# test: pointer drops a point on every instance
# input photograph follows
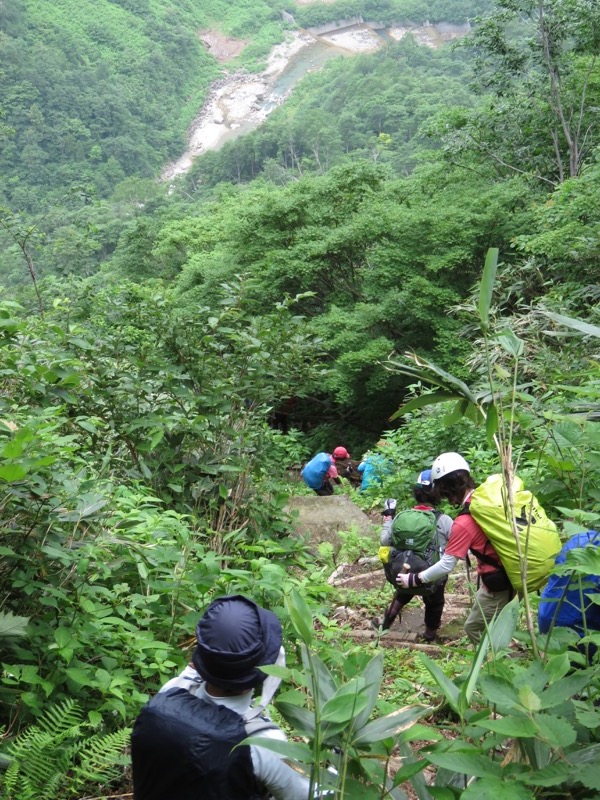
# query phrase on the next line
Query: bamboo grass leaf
(573, 323)
(487, 287)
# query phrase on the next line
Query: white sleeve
(445, 565)
(443, 525)
(277, 777)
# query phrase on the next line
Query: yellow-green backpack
(538, 536)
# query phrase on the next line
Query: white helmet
(447, 463)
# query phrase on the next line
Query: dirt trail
(365, 576)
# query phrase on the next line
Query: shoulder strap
(485, 559)
(489, 560)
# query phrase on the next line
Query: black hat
(235, 636)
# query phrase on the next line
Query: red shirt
(466, 534)
(332, 471)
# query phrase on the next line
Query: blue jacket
(314, 472)
(569, 613)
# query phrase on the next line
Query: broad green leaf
(486, 290)
(491, 423)
(457, 413)
(451, 692)
(529, 699)
(325, 681)
(429, 399)
(564, 689)
(11, 473)
(12, 625)
(555, 731)
(500, 692)
(573, 323)
(388, 726)
(346, 703)
(515, 727)
(589, 776)
(373, 675)
(300, 616)
(469, 763)
(408, 770)
(86, 425)
(300, 718)
(496, 789)
(502, 628)
(62, 636)
(510, 342)
(588, 717)
(551, 774)
(79, 676)
(468, 687)
(298, 751)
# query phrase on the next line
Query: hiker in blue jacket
(426, 499)
(186, 741)
(564, 603)
(374, 467)
(321, 470)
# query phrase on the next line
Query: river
(240, 102)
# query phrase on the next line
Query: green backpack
(414, 530)
(538, 537)
(414, 546)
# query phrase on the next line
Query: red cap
(341, 452)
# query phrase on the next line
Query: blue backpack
(561, 600)
(314, 472)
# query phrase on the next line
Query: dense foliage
(148, 335)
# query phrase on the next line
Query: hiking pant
(485, 605)
(434, 606)
(325, 490)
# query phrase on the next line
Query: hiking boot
(430, 634)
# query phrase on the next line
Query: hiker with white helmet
(186, 740)
(452, 479)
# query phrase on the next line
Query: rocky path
(358, 584)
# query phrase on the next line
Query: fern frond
(101, 758)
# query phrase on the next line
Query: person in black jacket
(184, 741)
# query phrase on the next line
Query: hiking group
(195, 738)
(421, 546)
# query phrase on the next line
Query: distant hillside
(92, 91)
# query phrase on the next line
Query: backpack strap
(483, 557)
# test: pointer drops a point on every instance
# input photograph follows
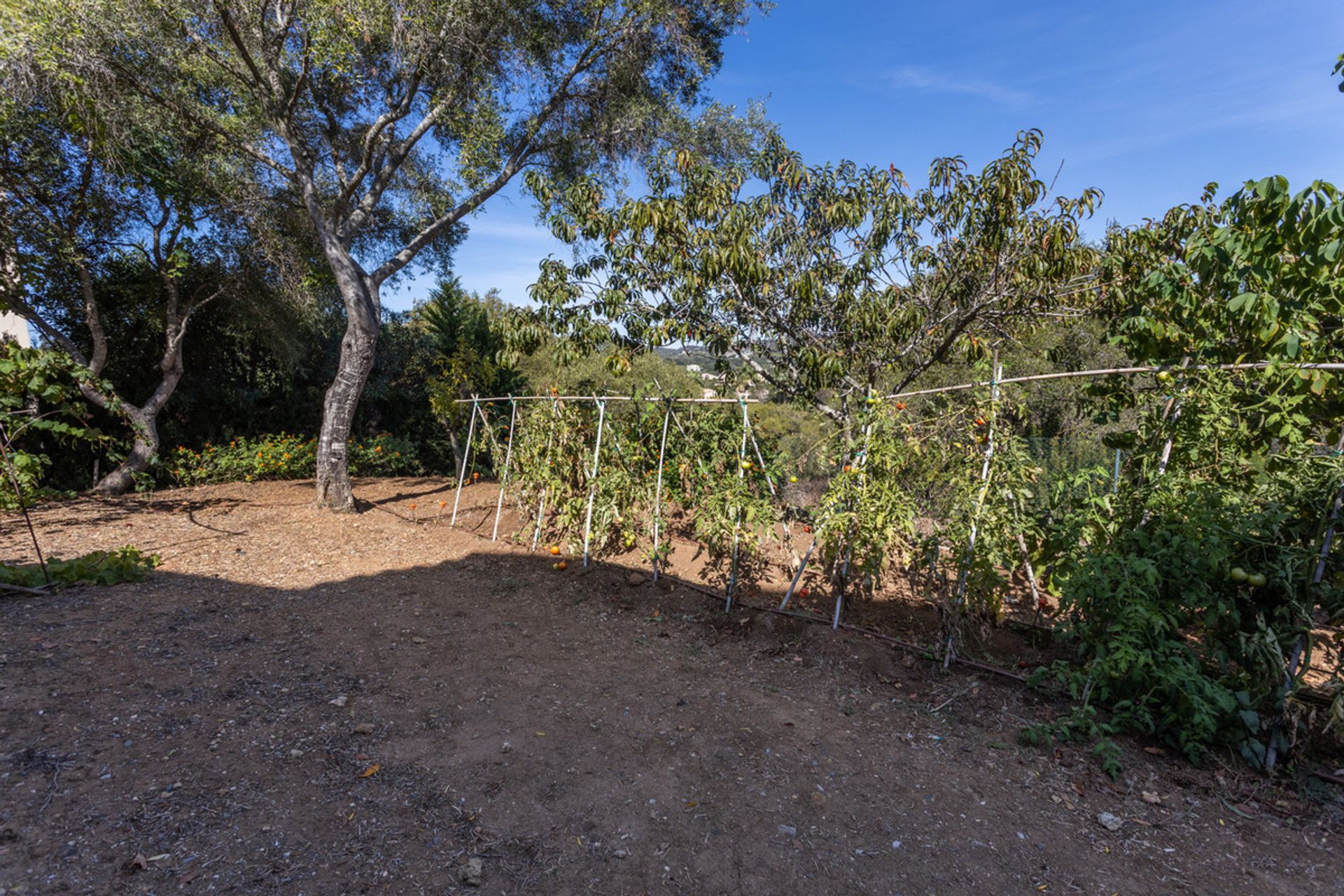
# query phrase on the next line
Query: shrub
(286, 457)
(97, 567)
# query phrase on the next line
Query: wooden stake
(1300, 647)
(23, 507)
(657, 492)
(737, 520)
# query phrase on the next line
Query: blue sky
(1148, 101)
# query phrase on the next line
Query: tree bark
(143, 449)
(358, 347)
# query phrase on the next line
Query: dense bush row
(288, 457)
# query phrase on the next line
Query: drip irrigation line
(958, 387)
(612, 398)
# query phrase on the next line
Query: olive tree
(825, 281)
(390, 124)
(80, 192)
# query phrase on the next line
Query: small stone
(1109, 822)
(472, 872)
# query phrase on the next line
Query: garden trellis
(668, 426)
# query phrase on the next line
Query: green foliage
(464, 340)
(97, 567)
(715, 498)
(286, 457)
(823, 280)
(39, 407)
(1226, 476)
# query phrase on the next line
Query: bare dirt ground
(304, 703)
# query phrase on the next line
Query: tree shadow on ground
(573, 731)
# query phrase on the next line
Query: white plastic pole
(508, 456)
(597, 449)
(980, 501)
(467, 457)
(550, 441)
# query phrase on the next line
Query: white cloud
(930, 81)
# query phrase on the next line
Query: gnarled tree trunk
(363, 312)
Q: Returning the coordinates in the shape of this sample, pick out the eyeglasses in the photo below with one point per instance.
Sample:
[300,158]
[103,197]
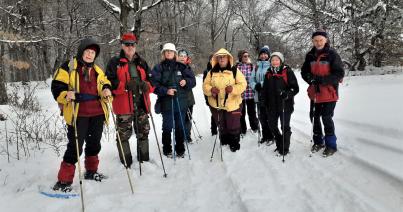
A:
[129,44]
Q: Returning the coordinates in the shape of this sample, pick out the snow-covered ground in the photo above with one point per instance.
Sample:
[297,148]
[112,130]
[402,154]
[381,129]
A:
[365,175]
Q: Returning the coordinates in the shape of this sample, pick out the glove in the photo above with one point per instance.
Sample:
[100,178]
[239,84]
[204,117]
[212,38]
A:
[228,89]
[284,95]
[215,91]
[144,87]
[258,86]
[131,85]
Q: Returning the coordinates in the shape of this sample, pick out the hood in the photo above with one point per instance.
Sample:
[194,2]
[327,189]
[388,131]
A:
[221,52]
[84,44]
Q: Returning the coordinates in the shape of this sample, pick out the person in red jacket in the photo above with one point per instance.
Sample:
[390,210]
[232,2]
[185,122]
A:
[323,70]
[129,76]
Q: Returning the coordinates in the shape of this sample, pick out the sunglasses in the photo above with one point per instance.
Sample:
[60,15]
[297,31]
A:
[129,44]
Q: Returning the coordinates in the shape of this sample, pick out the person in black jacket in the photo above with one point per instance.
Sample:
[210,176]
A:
[323,70]
[172,80]
[213,127]
[279,88]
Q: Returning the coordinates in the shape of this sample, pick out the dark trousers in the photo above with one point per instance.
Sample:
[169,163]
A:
[326,112]
[188,122]
[213,126]
[168,119]
[89,129]
[249,106]
[273,117]
[229,126]
[264,122]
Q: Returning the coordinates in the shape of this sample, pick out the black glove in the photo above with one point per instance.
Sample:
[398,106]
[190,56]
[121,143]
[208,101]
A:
[258,86]
[131,85]
[144,87]
[284,95]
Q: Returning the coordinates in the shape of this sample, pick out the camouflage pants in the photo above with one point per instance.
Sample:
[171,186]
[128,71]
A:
[126,123]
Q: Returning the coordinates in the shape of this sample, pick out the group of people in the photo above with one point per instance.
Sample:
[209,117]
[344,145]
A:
[264,90]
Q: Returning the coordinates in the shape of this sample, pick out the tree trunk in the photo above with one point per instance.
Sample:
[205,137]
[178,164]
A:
[3,90]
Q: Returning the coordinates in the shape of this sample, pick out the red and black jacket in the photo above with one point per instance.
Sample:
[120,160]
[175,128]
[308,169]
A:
[327,66]
[117,72]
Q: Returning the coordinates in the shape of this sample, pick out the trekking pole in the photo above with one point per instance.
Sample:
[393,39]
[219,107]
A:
[173,130]
[194,123]
[183,126]
[313,119]
[217,136]
[156,137]
[191,127]
[282,125]
[120,144]
[78,155]
[258,124]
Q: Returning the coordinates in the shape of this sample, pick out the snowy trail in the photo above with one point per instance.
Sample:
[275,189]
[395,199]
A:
[365,175]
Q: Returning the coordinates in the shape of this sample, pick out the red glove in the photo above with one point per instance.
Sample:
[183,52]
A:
[215,91]
[228,89]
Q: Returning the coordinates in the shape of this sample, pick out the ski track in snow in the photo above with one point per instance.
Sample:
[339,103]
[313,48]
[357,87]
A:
[364,175]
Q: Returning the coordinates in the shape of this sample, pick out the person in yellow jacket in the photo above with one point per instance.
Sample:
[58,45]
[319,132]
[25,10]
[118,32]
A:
[81,84]
[223,87]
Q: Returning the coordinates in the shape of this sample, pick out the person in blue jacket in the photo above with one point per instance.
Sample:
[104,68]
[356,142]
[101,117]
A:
[256,83]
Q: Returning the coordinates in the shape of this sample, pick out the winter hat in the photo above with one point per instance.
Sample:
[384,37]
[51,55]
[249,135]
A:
[279,55]
[264,49]
[240,54]
[168,46]
[92,47]
[87,43]
[319,32]
[183,52]
[128,38]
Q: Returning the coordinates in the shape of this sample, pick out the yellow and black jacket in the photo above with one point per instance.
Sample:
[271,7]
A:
[65,79]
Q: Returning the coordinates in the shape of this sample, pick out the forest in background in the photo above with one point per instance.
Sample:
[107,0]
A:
[36,36]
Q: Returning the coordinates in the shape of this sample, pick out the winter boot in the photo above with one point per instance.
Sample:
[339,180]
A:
[330,141]
[142,150]
[234,142]
[94,175]
[126,152]
[66,173]
[224,139]
[62,186]
[166,144]
[179,146]
[328,152]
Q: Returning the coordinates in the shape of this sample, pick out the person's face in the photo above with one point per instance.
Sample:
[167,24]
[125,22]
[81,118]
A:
[245,58]
[182,58]
[275,62]
[319,41]
[89,55]
[169,54]
[222,60]
[263,56]
[129,49]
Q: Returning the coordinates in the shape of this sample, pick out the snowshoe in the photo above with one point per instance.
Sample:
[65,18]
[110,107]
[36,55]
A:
[62,186]
[317,147]
[168,155]
[269,142]
[180,155]
[328,152]
[94,176]
[262,141]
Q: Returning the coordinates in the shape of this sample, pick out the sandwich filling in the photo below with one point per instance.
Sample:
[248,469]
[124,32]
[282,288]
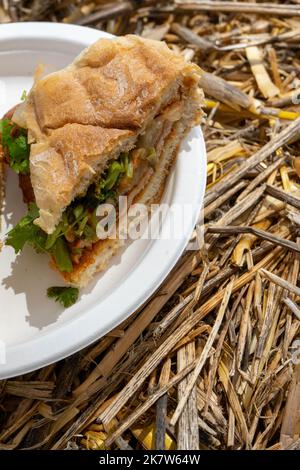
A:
[76,234]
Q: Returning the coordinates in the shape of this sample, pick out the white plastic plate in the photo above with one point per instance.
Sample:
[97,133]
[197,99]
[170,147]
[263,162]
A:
[36,331]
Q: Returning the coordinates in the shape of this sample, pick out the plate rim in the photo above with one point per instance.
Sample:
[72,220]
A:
[14,366]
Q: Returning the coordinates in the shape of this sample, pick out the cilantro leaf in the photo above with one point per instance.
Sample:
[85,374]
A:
[61,255]
[66,296]
[14,141]
[27,232]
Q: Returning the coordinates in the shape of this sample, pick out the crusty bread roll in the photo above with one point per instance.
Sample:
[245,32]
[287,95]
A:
[80,118]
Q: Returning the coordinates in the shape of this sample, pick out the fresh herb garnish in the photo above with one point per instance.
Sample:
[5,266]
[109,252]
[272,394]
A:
[14,142]
[66,296]
[27,232]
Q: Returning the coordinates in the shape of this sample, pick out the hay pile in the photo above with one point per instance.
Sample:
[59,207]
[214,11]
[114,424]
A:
[212,360]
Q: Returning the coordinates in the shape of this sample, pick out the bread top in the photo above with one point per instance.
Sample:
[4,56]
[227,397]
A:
[81,116]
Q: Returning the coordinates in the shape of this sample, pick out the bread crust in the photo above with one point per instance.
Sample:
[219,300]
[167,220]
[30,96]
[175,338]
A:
[89,112]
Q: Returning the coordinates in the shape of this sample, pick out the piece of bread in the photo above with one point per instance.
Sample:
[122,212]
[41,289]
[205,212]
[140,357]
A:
[84,115]
[117,94]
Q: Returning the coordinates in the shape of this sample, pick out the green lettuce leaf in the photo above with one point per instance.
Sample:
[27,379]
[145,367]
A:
[66,296]
[14,140]
[27,232]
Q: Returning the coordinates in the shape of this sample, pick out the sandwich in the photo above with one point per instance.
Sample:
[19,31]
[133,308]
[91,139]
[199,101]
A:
[107,125]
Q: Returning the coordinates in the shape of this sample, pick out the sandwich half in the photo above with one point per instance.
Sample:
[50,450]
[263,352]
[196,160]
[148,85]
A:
[109,124]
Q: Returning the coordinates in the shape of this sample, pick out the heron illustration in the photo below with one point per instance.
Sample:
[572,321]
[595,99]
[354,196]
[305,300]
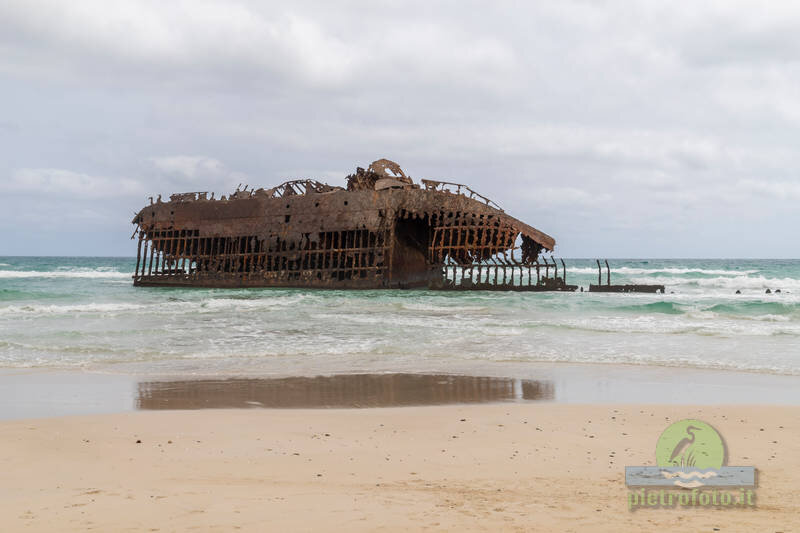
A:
[683,446]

################

WHAT IS ASKED = Can you reproduce the entries from the line that contains "out the green" through the end of the entries, with 116 added to every number in the answer coordinates, while leaving the requests and their sample coordinates unchanged? Leave the pictures out of your reply.

SOLUTION FOR THIS PROBLEM =
Q: Returning the coordinates in the shape of this sample, pick out the green lettuce leaf in the photo above with one point per instance.
Sample:
[27,379]
[145,367]
A:
[182,412]
[130,256]
[143,348]
Q: Returning the coordinates in the shape of this sample, pick out the sandwich in the photo above with one point per instance.
Sample:
[19,31]
[133,308]
[91,139]
[199,101]
A:
[223,241]
Q: Returning the coordinates in the shape of this sample, pick out the sandwich half in the photo above with one point per instance.
Sample:
[50,450]
[263,352]
[196,160]
[148,85]
A:
[225,240]
Q: Returning the coordinates in the shape of this sample, pick out the heron illustration in the photo below with one point per instance.
Sample:
[572,321]
[595,99]
[354,196]
[305,300]
A:
[799,562]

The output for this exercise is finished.